━━━━━ RECORDS SUPPLIED ━━━━━

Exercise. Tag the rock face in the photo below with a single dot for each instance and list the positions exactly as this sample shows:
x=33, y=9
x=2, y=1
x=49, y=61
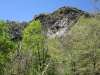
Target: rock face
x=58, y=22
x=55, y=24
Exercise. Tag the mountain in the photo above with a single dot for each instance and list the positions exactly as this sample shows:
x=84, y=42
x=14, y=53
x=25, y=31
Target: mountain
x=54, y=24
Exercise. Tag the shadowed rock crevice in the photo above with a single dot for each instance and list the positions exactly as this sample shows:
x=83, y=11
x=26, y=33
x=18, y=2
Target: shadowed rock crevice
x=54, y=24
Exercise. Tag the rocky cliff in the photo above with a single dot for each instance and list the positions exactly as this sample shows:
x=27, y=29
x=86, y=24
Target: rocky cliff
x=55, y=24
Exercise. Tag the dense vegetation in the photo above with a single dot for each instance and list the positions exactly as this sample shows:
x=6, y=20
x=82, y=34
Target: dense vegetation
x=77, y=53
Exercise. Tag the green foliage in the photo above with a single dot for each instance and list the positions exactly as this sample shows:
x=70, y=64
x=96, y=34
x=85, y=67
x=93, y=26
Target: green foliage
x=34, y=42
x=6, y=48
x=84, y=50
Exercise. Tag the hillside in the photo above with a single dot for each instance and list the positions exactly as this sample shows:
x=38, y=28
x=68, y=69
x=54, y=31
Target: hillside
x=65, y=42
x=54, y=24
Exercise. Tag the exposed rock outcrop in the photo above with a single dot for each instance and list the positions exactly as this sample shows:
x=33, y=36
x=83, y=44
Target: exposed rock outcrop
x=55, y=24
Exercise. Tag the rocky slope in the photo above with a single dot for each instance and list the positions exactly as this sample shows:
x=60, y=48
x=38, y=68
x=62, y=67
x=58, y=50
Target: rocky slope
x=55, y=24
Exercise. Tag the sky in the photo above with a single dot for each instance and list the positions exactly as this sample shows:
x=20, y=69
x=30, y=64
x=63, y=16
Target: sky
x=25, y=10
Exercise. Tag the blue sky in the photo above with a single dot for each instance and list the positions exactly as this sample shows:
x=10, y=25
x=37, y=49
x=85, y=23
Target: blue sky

━━━━━

Return all the data exactly, pictures omitted.

WRITTEN RESPONSE ::
Exercise. Tag the rock face in the photo below with a single dot for each instance and list the positions exactly as this sample shows:
x=33, y=9
x=2, y=1
x=49, y=61
Target: rock face
x=58, y=22
x=55, y=24
Exercise. Tag the mountain in the photo above with a single dot for each instance and list the positions exactly as this sample shows:
x=84, y=42
x=14, y=53
x=25, y=31
Target: mountain
x=54, y=24
Exercise. Tag the shadowed rock crevice in the photo above with a single dot for each instance and list the positions exactly as this sample shows:
x=83, y=11
x=26, y=33
x=18, y=2
Target: shadowed rock crevice
x=54, y=24
Exercise. Tag the rocky cliff in the photo above with a single dot for each instance and list the positions exactly as this sample shows:
x=27, y=29
x=86, y=24
Target: rocky cliff
x=55, y=24
Exercise. Tag the dense vegetation in the photo above with a single dot for each instance and list the positions exactly as this sample shows:
x=6, y=20
x=82, y=34
Target: dense vegetation
x=77, y=53
Exercise. Tag the green foliage in the photo above with a single dot for each instance and list the positions exactly as this sample shows:
x=70, y=64
x=96, y=34
x=85, y=67
x=93, y=26
Target: green foliage
x=34, y=42
x=6, y=48
x=84, y=50
Exercise. Tag the hillside in the photo above with a single dot for each instance and list the positions exactly as this sample shows:
x=38, y=28
x=68, y=69
x=54, y=31
Target: hillside
x=65, y=42
x=54, y=24
Exercise. Tag the exposed rock outcrop in the photo above with a single dot for each instance and list the positions exactly as this sample shows:
x=33, y=36
x=83, y=44
Target: exposed rock outcrop
x=55, y=24
Exercise. Tag the rocky slope in the photo above with a single dot for each instance and list the positions exactly as this sample shows:
x=60, y=48
x=38, y=68
x=62, y=67
x=58, y=50
Target: rocky slope
x=55, y=24
Exercise. Tag the sky in the photo above with a single dot for each instance and list the positions exactly as this sample shows:
x=20, y=69
x=30, y=64
x=63, y=16
Target: sky
x=25, y=10
Exercise. Tag the blue sky in the photo above with a single dot for each instance and list the positions exactly as this sample shows:
x=10, y=25
x=37, y=49
x=85, y=23
Target: blue sky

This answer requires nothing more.